* **Exercise directions**
In the entries that follow, find each line with the word "positive" and copy it.

* **Stored data**
*** Begin section ***

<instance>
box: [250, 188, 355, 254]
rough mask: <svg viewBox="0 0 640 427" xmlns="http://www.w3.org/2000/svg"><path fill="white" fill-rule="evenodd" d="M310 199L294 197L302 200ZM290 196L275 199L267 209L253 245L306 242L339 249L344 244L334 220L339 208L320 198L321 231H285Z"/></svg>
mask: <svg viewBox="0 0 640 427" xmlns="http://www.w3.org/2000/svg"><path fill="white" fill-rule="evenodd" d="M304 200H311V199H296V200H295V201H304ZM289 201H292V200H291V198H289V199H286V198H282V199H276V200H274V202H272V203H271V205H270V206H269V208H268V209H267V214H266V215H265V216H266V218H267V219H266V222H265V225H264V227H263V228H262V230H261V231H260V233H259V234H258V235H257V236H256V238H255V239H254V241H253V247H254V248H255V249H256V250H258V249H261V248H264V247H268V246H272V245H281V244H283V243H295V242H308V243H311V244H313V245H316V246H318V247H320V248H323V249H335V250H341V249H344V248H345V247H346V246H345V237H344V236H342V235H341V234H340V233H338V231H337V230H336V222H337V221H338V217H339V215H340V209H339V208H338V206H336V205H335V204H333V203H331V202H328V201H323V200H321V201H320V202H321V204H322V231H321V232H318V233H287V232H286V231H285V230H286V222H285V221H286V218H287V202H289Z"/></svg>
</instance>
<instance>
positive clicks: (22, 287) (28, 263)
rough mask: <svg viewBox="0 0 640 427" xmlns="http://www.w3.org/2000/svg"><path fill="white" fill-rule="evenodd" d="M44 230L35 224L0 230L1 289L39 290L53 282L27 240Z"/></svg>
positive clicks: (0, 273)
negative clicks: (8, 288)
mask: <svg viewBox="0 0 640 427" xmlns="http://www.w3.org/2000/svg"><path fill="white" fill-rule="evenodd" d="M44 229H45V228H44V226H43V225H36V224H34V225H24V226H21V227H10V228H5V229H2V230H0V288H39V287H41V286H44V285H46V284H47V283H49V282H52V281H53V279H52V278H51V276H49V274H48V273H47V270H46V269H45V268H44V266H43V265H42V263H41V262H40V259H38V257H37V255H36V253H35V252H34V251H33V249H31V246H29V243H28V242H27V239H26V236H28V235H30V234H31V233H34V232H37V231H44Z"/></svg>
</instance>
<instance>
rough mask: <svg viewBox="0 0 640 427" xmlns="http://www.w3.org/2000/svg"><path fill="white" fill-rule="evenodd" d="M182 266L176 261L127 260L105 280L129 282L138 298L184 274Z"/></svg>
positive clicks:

*** End section ***

* **Written response**
positive clicks: (22, 287) (28, 263)
positive clicks: (0, 273)
positive clicks:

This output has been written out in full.